#### EXERCISE BRIEF:
Reproduce every one of the items below word for word, line by line, with nothing added or left out.

#### RAW RECORDS:
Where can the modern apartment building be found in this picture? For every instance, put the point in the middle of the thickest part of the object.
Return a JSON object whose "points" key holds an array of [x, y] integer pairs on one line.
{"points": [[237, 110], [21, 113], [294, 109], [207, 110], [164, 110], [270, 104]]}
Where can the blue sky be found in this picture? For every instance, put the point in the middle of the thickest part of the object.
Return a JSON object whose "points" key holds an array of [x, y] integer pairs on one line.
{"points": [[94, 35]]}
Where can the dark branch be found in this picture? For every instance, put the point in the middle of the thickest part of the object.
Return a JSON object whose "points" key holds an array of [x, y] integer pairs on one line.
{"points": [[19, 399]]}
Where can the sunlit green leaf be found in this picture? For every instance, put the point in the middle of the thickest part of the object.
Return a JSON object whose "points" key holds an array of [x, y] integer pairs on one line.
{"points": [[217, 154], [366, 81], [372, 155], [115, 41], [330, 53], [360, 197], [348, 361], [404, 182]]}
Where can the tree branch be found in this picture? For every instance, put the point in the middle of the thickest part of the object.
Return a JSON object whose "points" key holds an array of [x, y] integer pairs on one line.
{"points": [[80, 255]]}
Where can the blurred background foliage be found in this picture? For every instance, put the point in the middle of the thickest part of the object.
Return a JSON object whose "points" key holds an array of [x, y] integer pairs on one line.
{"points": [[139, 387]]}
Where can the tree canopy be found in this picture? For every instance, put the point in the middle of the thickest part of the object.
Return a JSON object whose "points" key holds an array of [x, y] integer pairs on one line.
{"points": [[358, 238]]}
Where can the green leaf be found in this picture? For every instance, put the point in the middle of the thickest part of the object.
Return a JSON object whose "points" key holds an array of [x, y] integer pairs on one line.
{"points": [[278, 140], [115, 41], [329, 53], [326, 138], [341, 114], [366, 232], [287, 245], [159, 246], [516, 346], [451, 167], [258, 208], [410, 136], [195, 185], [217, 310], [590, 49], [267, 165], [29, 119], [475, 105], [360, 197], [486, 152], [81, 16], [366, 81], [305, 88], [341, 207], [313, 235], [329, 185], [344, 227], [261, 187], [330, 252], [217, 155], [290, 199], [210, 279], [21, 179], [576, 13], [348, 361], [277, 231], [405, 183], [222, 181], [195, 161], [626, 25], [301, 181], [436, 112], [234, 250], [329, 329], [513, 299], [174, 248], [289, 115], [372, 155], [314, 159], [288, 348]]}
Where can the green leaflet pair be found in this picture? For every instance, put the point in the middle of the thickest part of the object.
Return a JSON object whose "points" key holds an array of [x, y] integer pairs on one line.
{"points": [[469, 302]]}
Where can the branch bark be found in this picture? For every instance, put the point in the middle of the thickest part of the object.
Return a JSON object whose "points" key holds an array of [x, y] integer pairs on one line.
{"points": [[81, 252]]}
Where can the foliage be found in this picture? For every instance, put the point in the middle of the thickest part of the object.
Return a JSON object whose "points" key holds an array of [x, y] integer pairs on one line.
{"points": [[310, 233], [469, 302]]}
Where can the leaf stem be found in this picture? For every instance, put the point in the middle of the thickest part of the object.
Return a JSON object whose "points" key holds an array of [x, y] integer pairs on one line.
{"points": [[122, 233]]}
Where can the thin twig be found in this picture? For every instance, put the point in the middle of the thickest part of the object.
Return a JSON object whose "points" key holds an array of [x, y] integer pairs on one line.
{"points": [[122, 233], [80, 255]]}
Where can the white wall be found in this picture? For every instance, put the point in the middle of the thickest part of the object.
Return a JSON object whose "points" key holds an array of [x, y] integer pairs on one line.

#### SOLUTION TO THIS EXERCISE:
Where can the modern apartment building be found in this picture? For every instance, put the point in the middle of the thickest part of the object.
Return a JSON object whose "points" key holds an array of [x, y] integer pairs on one line.
{"points": [[237, 110], [21, 113], [294, 109], [207, 110], [164, 110], [270, 104]]}
Where can the blue sky be found in this picture? For every instance, put the point in the middle of the thickest part of the object.
Return a JSON object whose "points" key holds an array of [x, y] integer pairs on one line.
{"points": [[94, 35]]}
Where can the dark branch be found in this picture? For every instance, put the point in the middle of the thickest part of the object.
Return a JSON object whose "points" key holds an array of [x, y] integer pairs on one line.
{"points": [[19, 399]]}
Where can the sunlit green leaf be found in this picture? For every instance, put the point in the middle of the thickest part of the object.
Return a JSON object whose "points" key holds an array of [x, y] integer pairs on one line.
{"points": [[217, 154], [366, 81], [372, 155], [115, 41], [330, 53], [360, 197], [348, 361], [404, 182]]}
Where can the tree branch be found in this picture? For every instance, put the point in the middle of the thickest part of the object.
Return a JSON object whose "points" key holds an array of [x, y] integer pairs on one line.
{"points": [[80, 255]]}
Where can the blurred background foliage be found in this picture? For every instance, put the point in the middle of the thickest part of the object.
Return a JSON object whose "points" key holds an array of [x, y] integer pairs on one line.
{"points": [[139, 387]]}
Where can the tree canopy be found in this picture? For every instance, put the point in the middle of the thickest part of the object.
Return a JSON object whose "points" key holds an array of [x, y] integer pairs on one line.
{"points": [[358, 238]]}
Where can the green leaf be found in this picture? For every instance, put the point in the middle of the thickest part of the object.
Return a JSON object whose "points" key holds an array of [x, y] integer pairs on one line.
{"points": [[278, 140], [115, 41], [329, 53], [326, 138], [341, 114], [366, 232], [287, 245], [159, 246], [516, 346], [451, 167], [258, 208], [410, 136], [195, 185], [217, 310], [590, 49], [267, 165], [29, 119], [475, 105], [360, 197], [486, 152], [81, 16], [366, 81], [305, 88], [341, 207], [313, 235], [329, 185], [344, 227], [261, 187], [330, 252], [217, 155], [290, 199], [210, 279], [21, 179], [576, 13], [348, 361], [277, 231], [405, 183], [222, 181], [195, 161], [626, 25], [301, 181], [436, 112], [234, 250], [329, 329], [513, 299], [174, 248], [289, 115], [372, 155], [314, 159], [288, 348]]}
Where can the green leaflet pair be found in this picture? For every instance, put the point in the middle of the thickest part of the object.
Return a JSON object whose "points" key holds an array of [x, y] integer pairs on one line.
{"points": [[469, 302]]}
Where can the branch bark be found in this picture? For every instance, put the point in the middle of the thickest part of the object.
Return a JSON object whose "points" key holds an array of [x, y] integer pairs on one line.
{"points": [[81, 252]]}
Where can the foliage be found in this picture? For every instance, put the point in the middle of the thickest part of the object.
Return a JSON object whose "points" key holds an array of [x, y] integer pairs on one line.
{"points": [[310, 233], [469, 302]]}
Where can the leaf stem be found in this picture? For every instance, put the point in the middle of the thickest part of the object.
Return a JSON object whose "points" key holds an array of [x, y] integer pairs on one line.
{"points": [[122, 233]]}
Where can the thin twig be found in this picture? For every instance, put the point in the middle of the thickest part of the object.
Return a JSON object whose "points" key holds an array of [x, y] integer pairs on one line.
{"points": [[122, 233], [80, 255]]}
Where can the white wall be found in this picture? For every instance, put the point in the middle of the thickest part of the object.
Return a JSON object whose "points" key holds an array of [x, y] integer pairs on one line.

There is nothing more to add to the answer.